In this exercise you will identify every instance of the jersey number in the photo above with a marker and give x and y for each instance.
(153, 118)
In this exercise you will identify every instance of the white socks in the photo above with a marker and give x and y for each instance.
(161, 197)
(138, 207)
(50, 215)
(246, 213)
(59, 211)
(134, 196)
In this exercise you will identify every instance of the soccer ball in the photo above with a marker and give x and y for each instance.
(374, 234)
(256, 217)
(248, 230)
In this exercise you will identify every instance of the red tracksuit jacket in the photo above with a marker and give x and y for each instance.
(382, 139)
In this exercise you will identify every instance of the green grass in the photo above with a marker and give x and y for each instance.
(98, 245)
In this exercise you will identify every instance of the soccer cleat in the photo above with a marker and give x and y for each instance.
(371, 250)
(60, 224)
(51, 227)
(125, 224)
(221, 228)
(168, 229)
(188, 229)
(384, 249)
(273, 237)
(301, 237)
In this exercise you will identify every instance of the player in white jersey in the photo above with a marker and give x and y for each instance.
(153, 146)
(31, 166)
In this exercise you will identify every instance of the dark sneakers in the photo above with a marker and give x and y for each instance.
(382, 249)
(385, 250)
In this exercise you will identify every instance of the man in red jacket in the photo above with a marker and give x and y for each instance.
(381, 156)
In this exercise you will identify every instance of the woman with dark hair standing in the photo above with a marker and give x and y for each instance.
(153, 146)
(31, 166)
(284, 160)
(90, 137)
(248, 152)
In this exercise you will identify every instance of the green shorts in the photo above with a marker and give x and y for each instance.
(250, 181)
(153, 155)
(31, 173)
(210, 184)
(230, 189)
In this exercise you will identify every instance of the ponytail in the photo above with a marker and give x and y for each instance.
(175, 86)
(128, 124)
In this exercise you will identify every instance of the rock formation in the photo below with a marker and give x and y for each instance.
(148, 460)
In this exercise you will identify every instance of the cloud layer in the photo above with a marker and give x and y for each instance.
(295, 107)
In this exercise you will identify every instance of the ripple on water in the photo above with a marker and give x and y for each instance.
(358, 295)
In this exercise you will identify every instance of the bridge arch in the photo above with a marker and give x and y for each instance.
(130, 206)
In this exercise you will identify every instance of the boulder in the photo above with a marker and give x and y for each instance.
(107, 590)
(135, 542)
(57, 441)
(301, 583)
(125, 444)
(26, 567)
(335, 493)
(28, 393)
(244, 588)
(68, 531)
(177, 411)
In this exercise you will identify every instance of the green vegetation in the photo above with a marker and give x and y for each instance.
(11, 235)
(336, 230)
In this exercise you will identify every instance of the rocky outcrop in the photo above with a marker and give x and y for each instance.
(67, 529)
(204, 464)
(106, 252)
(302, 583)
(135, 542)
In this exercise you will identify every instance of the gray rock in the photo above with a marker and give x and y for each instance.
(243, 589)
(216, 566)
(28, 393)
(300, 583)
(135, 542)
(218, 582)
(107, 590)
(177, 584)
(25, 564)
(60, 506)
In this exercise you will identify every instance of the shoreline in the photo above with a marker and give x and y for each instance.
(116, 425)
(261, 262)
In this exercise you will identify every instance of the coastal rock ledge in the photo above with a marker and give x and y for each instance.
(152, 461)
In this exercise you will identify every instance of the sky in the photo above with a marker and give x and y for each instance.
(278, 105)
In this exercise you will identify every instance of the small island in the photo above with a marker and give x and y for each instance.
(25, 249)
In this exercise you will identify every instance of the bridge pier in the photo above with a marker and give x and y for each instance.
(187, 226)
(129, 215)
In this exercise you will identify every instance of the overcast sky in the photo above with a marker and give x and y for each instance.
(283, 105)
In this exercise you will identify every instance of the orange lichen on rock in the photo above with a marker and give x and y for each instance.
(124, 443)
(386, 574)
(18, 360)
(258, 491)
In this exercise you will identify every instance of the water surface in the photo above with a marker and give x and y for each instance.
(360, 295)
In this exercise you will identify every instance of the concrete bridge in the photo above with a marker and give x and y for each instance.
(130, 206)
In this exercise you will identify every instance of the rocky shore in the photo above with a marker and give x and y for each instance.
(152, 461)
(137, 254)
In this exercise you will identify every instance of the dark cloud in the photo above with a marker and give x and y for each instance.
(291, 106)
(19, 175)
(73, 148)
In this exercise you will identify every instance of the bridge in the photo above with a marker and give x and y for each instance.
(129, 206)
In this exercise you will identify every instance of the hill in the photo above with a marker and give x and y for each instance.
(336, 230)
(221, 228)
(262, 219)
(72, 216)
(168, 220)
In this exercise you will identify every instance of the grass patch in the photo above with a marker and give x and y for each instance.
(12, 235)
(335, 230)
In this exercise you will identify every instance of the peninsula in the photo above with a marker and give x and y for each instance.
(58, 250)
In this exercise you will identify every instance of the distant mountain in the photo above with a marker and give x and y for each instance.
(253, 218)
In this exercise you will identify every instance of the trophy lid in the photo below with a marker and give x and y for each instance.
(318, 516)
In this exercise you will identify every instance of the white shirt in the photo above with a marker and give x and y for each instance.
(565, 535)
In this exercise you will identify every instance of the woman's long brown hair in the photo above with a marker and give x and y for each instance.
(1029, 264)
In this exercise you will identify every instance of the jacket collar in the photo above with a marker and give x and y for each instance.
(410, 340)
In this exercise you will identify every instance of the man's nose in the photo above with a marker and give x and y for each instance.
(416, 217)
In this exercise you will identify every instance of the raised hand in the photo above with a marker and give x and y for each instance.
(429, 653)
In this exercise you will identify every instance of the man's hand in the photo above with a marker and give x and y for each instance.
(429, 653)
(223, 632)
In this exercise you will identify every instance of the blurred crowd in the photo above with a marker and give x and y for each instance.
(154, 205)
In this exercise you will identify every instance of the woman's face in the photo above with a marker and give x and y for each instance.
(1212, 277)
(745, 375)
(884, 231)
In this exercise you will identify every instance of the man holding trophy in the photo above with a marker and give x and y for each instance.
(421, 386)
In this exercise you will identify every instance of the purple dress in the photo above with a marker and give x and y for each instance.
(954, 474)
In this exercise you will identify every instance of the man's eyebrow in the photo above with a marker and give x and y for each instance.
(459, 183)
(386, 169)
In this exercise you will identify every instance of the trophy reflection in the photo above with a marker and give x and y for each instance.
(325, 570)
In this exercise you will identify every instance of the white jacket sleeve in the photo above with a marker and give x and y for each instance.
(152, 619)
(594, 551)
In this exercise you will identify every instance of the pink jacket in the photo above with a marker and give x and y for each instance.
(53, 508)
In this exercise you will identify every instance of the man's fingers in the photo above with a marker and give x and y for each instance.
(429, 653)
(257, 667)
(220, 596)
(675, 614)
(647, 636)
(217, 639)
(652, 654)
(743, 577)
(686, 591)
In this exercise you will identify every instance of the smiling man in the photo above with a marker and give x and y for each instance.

## GIVEN PROBLEM
Reproduce the entire listing above verbatim, line for line.

## FULL RESPONSE
In this exercise you will identify every instance of the jersey number in the photo above with a marker and give x and y for each instance.
(153, 118)
In this exercise you will identify every instance of the white socks in the photo above with a marker and give x and y for each instance.
(161, 197)
(138, 207)
(50, 215)
(246, 213)
(59, 211)
(134, 196)
In this exercise you will identify every instance of the soccer ball in the photo above with a marker and give x and y for each instance.
(374, 234)
(256, 217)
(248, 230)
In this exercise you will identify every instance of the red tracksuit jacket in the photo above with a marker and give x and y for each instance.
(382, 139)
In this exercise you will identify every instance of the green grass in the photo above with a marker and give x and y for each instance.
(98, 245)
In this exercise you will identify every instance of the soccer cleat in the photo above with a marker and give x and y for each instance.
(371, 250)
(60, 224)
(51, 227)
(125, 224)
(221, 228)
(168, 229)
(188, 229)
(384, 249)
(273, 237)
(301, 237)
In this exercise you will identify every instance of the player in white jersey in the photo above with a marker and give x and y for each instance.
(153, 146)
(31, 166)
In this exercise you will identify every instance of the dark sneakers in the photo above with a marker and give x and y for each instance.
(382, 249)
(385, 250)
In this exercise you will identify every instance of the man in red jacket in the photo above with a marker and give x and y for each instance.
(381, 156)
In this exercise you will identify every instance of the woman with dark hair standing in the photo above with a marker and give x and y for each instance.
(153, 146)
(31, 166)
(284, 160)
(90, 137)
(248, 152)
In this exercise you will identify every instance of the green shorts in the photo above with a marker and give x and y for each instance.
(250, 181)
(153, 155)
(31, 173)
(210, 184)
(230, 189)
In this exercise you will identify every instance of the ponytail in the photo above with a marker and give x and y for each instance.
(175, 86)
(128, 124)
In this exercise you will identify every instance of the rock formation in the photo below with a marker and give x and y for each instance.
(148, 460)
In this exercise you will identify every instance of the cloud layer in the photo above with a marker and give x and y for each instance.
(295, 107)
In this exercise you will identify every instance of the ripple on water in the photo above with a marker and give x and y for each instance.
(358, 295)
In this exercise you will identify every instance of the bridge arch in the photo above with a marker and give x and y for each instance.
(130, 206)
In this exercise you will identify every instance of the boulder in the photo above with a marker and give x and y for each instance.
(107, 590)
(135, 542)
(57, 441)
(301, 583)
(125, 444)
(26, 567)
(335, 493)
(28, 393)
(244, 588)
(68, 531)
(177, 411)
In this exercise you will identify every instance of the green vegetation in the photo above with a marker and give x and y for each instance.
(11, 235)
(336, 230)
In this exercise you will identify every instance of the rocky outcrop in the photo above with a marker and give x and y for each instance.
(67, 529)
(204, 464)
(106, 252)
(302, 583)
(135, 542)
In this exercise you will identify every instance of the gray rock in the photo above with a marker and give x and y for each instance.
(243, 589)
(216, 566)
(28, 393)
(300, 583)
(135, 542)
(218, 582)
(107, 590)
(177, 584)
(25, 564)
(60, 506)
In this exercise you will identify every instance of the shoreline in the photo above with a marker and give x and y for each instance.
(116, 425)
(261, 262)
In this exercise you will identify every instance of the coastal rock ledge in the photo above with a marker and give x and y for each instance.
(152, 461)
In this exercise you will identify every instance of the sky in the photo above with a marker and give x and y for each instance.
(278, 105)
In this exercise you will identify every instance of the small island in the photo above with a marker and give x and y for each instance.
(25, 249)
In this exercise you will identify every instance of the bridge pier in the photo above with a marker and give x and y for each instance.
(187, 226)
(129, 215)
In this exercise you will identify every instance of the overcast sky in the photo above with a marker and give x and y for each instance.
(283, 105)
In this exercise you will identify every instance of the orange lichen on rock in the photo above with a marker and give x and y for each instance.
(124, 443)
(386, 574)
(18, 360)
(258, 491)
In this exercise you will identify every instance of the water surface in the photo above with a marker and give x and y for each instance.
(360, 295)
In this exercise you will identify every instance of the concrete bridge in the photo above with a marker and give x and y for each instance.
(130, 206)
In this exercise you will identify every instance of the rocky shore in the photo above with a marker and give x and y for each instance.
(152, 461)
(137, 254)
In this exercise you will identify every instance of the dark cloud in the photo above with a marker and give x and y for each instance.
(291, 106)
(19, 175)
(73, 148)
In this exercise you will identify every instance of the bridge in the photo above with a marker and give x and y for each instance.
(129, 206)
In this exercise you will identify every instance of the hill in the photo above with a marker and give x and y for each instance.
(336, 230)
(221, 228)
(262, 219)
(72, 216)
(168, 220)
In this exercise you will identify every instance of the grass patch in the photo above with a marker and give x and y for each instance.
(12, 235)
(335, 230)
In this exercise you will identify every instance of the peninsula in the photo above with a marker and give x and y for each instance.
(58, 250)
In this exercise you will identify every instance of the distant mountain in the photo above with a marker and give x and y for each instance.
(253, 218)
In this exercise you will identify every instance of the trophy lid in the photo below with a marker and give x and y for each instance.
(318, 516)
In this exercise you will identify every instance of the white shirt in the photo above with a marker and give x and y for each instance.
(565, 535)
In this exercise you will identify every instance of the woman's long brown hair in the photo above with a marker and give x and y for each instance.
(1029, 264)
In this exercise you will identify every instance of the jacket collar in the photo above with a marker and give x and y for each instance.
(410, 340)
In this exercise you will identify every instance of the man's nose in the photo above with a marker and give x and y for each instance.
(416, 217)
In this exercise you will identify every instance of the raised hand in the photo above with a marker and give x and y for each instance.
(429, 653)
In this exercise you will identify every instance of the man's hand in the photo above with a marker and give x and y for each instance.
(429, 653)
(223, 632)
In this exercise you will identify every instance of the blurred crowd in the photo above with a marker and give x and y for each instance.
(154, 205)
In this exercise you will identify every instance of the woman's face in the photo above with a marker and give x and y for each instance.
(1212, 277)
(745, 375)
(884, 231)
In this exercise you will identify every instance of the man holding trophy in the photo above with a marker and give x and y for each instance.
(421, 386)
In this exercise you will identify every instance of the purple dress in the photo above with a marker and give x and y for each instance.
(954, 474)
In this exercise you will identify every instance of the man's eyebrow in the photo above with a marker and give x and y for each instance.
(459, 183)
(386, 169)
In this exercise you will identify every instance of the trophy reflection in the photo above with a marker and give x and y for each instance.
(325, 570)
In this exercise you will identify every instance of the white jacket sleeve in the photo above with a marker and give x and y for each instance.
(152, 619)
(594, 551)
In this exercise you will identify every instance of the pink jacket in the photo above with a marker and give x and y for each instance.
(53, 508)
In this exercise you will identify every instance of the man's fingers in the photo above with a marker and give x and y for each instance.
(429, 653)
(257, 667)
(220, 596)
(675, 614)
(647, 636)
(217, 639)
(652, 654)
(743, 577)
(686, 591)
In this exercise you will identify every instance of the smiling man in the photo above with a marker and give x and y for each instance.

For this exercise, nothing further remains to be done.